* Problem:
Locate each line in the material below that contains the word "first" and copy those lines in full.

* Provided data:
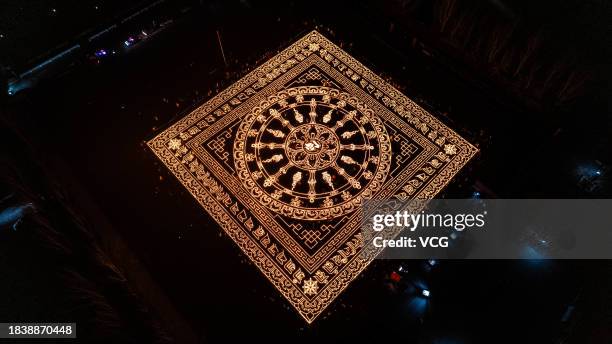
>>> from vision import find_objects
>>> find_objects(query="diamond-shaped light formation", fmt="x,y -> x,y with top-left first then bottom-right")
148,31 -> 477,322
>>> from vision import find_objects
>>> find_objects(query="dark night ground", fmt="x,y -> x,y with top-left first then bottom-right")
0,0 -> 609,343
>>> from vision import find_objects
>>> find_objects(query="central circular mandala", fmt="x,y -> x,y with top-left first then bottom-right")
285,123 -> 340,170
233,86 -> 391,220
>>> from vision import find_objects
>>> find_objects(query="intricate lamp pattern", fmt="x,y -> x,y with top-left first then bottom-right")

* Correct output:
>>> find_objects(query="diamond-shaped light formation", fmt="x,y -> x,y with top-left first then bottom-right")
>>> find_objects(query="dark night ground", fmt="x,y -> x,y with top-left first then bottom-right")
>>> find_objects(query="central circular mandala", fmt="x,y -> x,y with top-left first then bottom-right")
>>> find_objects(query="intricate lamp pattern", fmt="x,y -> x,y with top-left first then bottom-right")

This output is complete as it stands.